▸ Goal
Reproduce every one of the records below verbatim, line for line, leaving out the pictures.

▸ Materials provided

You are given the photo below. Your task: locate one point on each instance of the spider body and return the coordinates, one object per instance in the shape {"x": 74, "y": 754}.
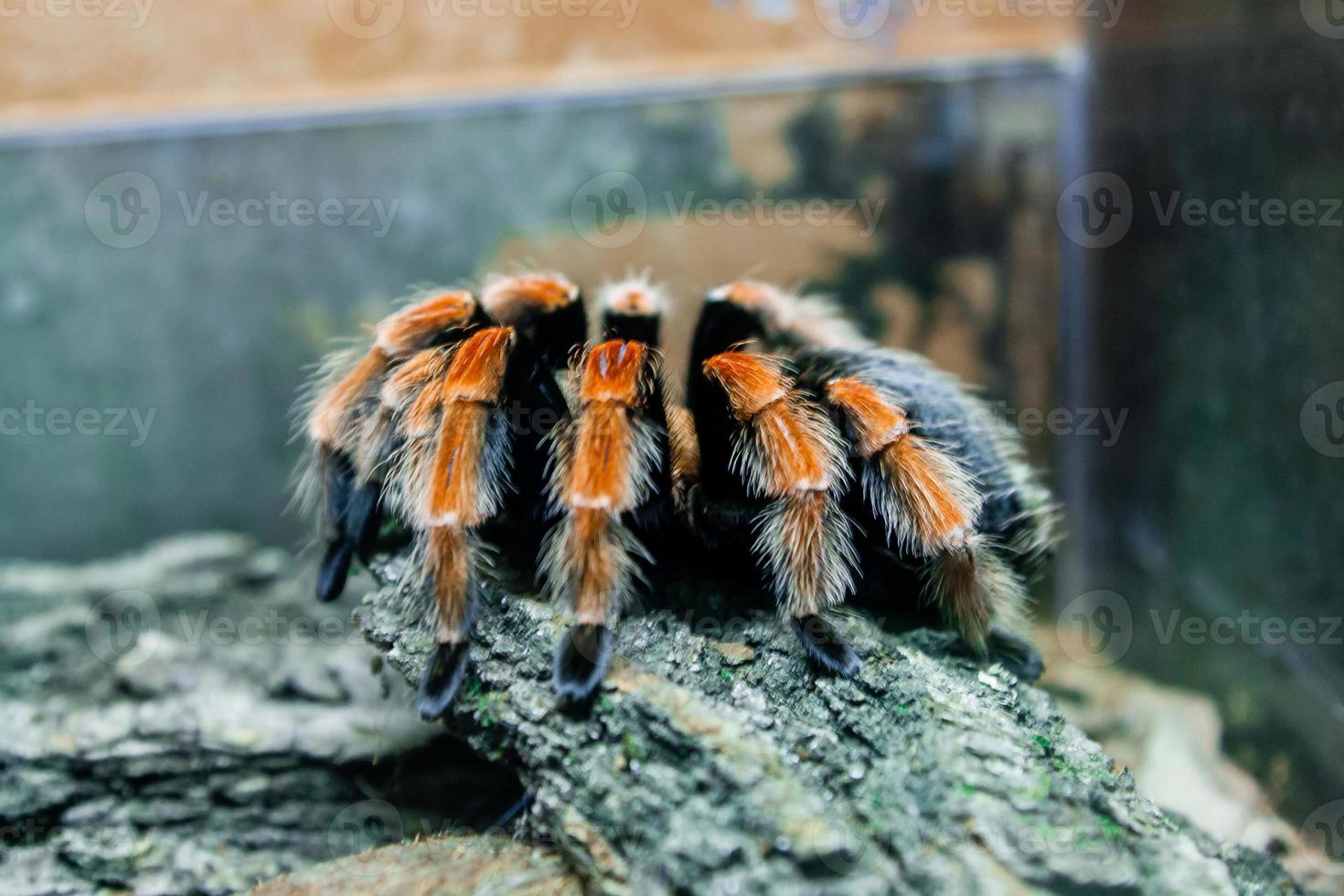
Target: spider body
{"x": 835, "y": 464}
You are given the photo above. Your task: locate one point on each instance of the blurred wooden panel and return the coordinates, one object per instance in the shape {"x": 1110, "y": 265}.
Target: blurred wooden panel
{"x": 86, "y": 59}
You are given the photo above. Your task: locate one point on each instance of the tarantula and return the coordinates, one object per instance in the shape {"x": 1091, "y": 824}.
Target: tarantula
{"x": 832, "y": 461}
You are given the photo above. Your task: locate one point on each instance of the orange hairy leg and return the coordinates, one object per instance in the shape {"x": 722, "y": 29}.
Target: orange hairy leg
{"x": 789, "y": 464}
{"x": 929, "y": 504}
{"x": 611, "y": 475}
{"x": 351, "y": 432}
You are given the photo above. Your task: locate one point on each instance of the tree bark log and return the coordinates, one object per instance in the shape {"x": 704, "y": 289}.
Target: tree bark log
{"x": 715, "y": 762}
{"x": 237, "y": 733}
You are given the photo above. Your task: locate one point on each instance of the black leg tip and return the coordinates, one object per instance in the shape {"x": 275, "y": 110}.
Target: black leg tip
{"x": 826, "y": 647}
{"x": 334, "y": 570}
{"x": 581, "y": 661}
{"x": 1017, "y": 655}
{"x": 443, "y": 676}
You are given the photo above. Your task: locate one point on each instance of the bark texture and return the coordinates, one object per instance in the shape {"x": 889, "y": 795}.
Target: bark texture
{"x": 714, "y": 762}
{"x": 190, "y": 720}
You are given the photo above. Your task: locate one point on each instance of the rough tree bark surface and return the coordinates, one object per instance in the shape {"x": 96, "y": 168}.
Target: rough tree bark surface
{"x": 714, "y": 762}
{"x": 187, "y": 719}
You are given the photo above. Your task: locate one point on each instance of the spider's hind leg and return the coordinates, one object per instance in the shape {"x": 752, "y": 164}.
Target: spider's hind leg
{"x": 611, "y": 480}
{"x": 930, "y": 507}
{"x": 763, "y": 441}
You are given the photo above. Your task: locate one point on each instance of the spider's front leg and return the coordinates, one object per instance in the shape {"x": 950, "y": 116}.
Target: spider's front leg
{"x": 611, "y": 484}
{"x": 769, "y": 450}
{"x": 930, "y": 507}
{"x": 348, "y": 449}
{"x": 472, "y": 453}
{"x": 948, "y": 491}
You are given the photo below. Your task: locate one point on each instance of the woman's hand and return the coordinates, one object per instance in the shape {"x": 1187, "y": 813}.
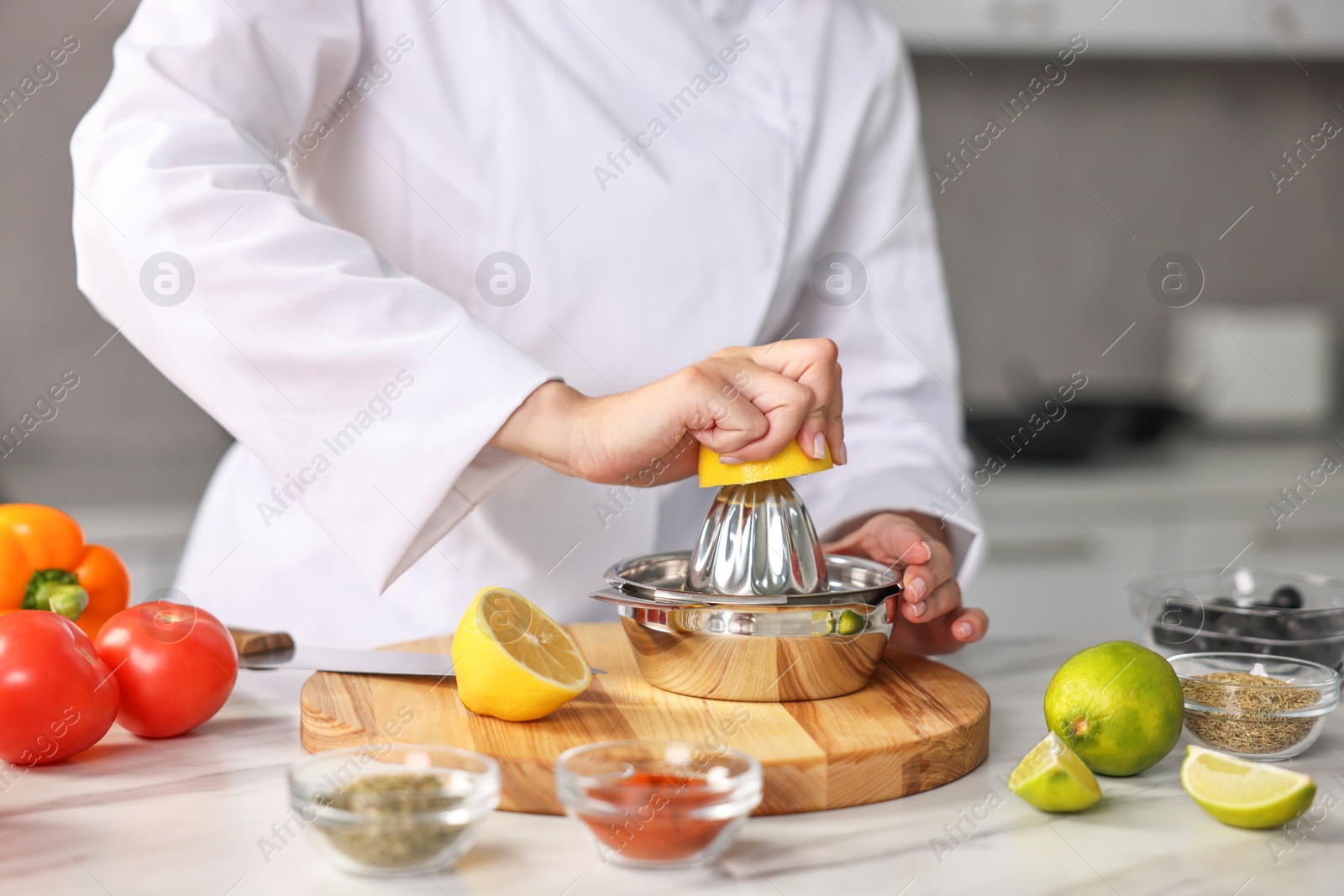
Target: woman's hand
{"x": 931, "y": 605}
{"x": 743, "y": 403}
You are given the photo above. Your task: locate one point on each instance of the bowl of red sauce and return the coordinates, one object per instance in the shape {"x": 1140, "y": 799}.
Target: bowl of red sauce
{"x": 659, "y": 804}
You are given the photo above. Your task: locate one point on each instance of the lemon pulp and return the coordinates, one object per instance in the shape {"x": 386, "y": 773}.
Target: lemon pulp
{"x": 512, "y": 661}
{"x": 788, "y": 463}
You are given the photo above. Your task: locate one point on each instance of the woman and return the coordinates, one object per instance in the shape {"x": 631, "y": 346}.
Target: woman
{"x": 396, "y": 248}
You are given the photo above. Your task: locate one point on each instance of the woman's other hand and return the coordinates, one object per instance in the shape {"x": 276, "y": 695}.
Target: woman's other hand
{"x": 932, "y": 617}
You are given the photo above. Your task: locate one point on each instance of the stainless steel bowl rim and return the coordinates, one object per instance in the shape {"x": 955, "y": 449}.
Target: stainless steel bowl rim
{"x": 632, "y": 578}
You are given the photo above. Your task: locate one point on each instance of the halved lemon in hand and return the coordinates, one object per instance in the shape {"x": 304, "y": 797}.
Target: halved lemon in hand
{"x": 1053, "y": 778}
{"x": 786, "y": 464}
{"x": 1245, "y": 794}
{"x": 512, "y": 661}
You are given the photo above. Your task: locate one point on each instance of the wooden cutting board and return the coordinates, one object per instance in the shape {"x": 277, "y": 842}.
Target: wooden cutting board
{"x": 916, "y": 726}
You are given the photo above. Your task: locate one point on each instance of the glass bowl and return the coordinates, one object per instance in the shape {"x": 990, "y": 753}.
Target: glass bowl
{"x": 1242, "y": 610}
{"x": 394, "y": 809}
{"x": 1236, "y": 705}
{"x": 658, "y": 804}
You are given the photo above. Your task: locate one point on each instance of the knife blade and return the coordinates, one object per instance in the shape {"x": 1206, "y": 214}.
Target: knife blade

▸ Task answer
You are given the photo below. Your task: locate one point on each instance of the spider body and return the coordinates, one object per instance in the shape {"x": 74, "y": 754}.
Target: spider body
{"x": 835, "y": 464}
You are given the photo above. Your task: locate one point on each instance of the blurred wooden panel and return the coordinates, one object per instance in the shape {"x": 1110, "y": 265}.
Target: blurred wooden panel
{"x": 86, "y": 59}
You are given the photo above. Your task: locate one point on each instance of the tarantula and return the coordinates, one object per instance in the shape {"x": 1091, "y": 824}.
Target: tarantula
{"x": 832, "y": 461}
You are given the photo above. Your task: locate one point on each instance of the orange hairy leg and return the coordinates, one object per instance in the shape {"x": 722, "y": 29}.
Target: orange hairy leg
{"x": 789, "y": 464}
{"x": 929, "y": 504}
{"x": 611, "y": 475}
{"x": 351, "y": 432}
You are given the photo above. Your task: locate one point on each instance of the tree bark log and return the coordinates, one object per instance in the shape {"x": 704, "y": 289}.
Target: tree bark log
{"x": 715, "y": 762}
{"x": 237, "y": 733}
You are given the photo above. Your task: locate one point on each instance of the black leg tip and return the coordinates, one object per instance in the shape {"x": 275, "y": 110}.
Target: black leg tip
{"x": 826, "y": 647}
{"x": 334, "y": 570}
{"x": 581, "y": 661}
{"x": 1017, "y": 655}
{"x": 443, "y": 676}
You are given the photo above. Your task: locate one point on each instance of the bark texture and return the coordinates, one object per instance in the shape {"x": 889, "y": 795}.
Target: bark texture
{"x": 714, "y": 762}
{"x": 190, "y": 720}
You are given the photo above. Your task: locate one point on each instance of the rough tree bark surface and return the coordinates, one object per instance in the shape {"x": 96, "y": 168}.
Target: rough tree bark surface
{"x": 714, "y": 762}
{"x": 187, "y": 719}
You are given the photo above. Your task: locate one point on each instance of the spider's hind leg and return the coordinates, one object per instance in the shape {"x": 752, "y": 164}.
Target: spider's hind leg
{"x": 611, "y": 480}
{"x": 930, "y": 507}
{"x": 763, "y": 441}
You are given the photo above. Your task: locate one point on each instance of the spider's front leg and return the coordinates, one object per instance in the shape {"x": 950, "y": 116}.
Target: spider's front leg
{"x": 611, "y": 484}
{"x": 769, "y": 450}
{"x": 930, "y": 507}
{"x": 348, "y": 449}
{"x": 472, "y": 453}
{"x": 948, "y": 491}
You are given the photo below. Your task: locate one point on each instance of the woman's hand and return the coordinates, one object per instance in the shape {"x": 1187, "y": 813}.
Target: woman's hand
{"x": 931, "y": 605}
{"x": 743, "y": 403}
You are given the photo above. Your task: locate one point on each instance of the bowl of red sauce and return the coordinates, one object per instance in the shape {"x": 1140, "y": 799}.
Target: bowl of red sauce
{"x": 659, "y": 804}
You are given the photo above. Your task: locate one point on each instance of the lemon pulp and return the coordinates, one object per instance in the shape {"x": 386, "y": 773}.
Target: lemon pulp
{"x": 512, "y": 661}
{"x": 788, "y": 463}
You are given the photo above. Your task: locate one point on each instance of the woman and return the coordinates, one object per instance in the shape {"x": 631, "y": 346}.
Target: woman
{"x": 396, "y": 248}
You are given the photo above. Your task: locate one point on each instance of the woman's other hand and return the coordinates, one object per instance in the shape {"x": 276, "y": 695}.
Target: woman's other hand
{"x": 932, "y": 617}
You are given the photo above. Your task: locate one point on each instance of the stainless steel bowl rim and return the coordinates, one object per instance in the shape {"x": 955, "y": 449}.
Target: stainless steel bowl rim
{"x": 632, "y": 578}
You are given the photo above. Your task: locate one point on each instance of the halved lemon in hand and return the coordinates, one object per instance in the shape {"x": 304, "y": 797}.
Target: halved lemon in hand
{"x": 1053, "y": 778}
{"x": 786, "y": 464}
{"x": 1245, "y": 794}
{"x": 512, "y": 661}
You are given the photo above. Your task: locate one point on each instance of the wooden cutting board and return the coordinates, one object per instance in the shape {"x": 277, "y": 842}.
Target: wooden cutting board
{"x": 916, "y": 726}
You are given the photo above. Your task: locate one point on each instance of the glass bowl and return the coordinates, one object per instance in the shape {"x": 990, "y": 753}.
Target: glass bowl
{"x": 1242, "y": 610}
{"x": 394, "y": 809}
{"x": 1236, "y": 705}
{"x": 658, "y": 804}
You are given the photo above. Your task: locate one point on each instance of the knife blade and return the coordinates, one object per instance in the shape {"x": 1206, "y": 214}.
Target: knife blade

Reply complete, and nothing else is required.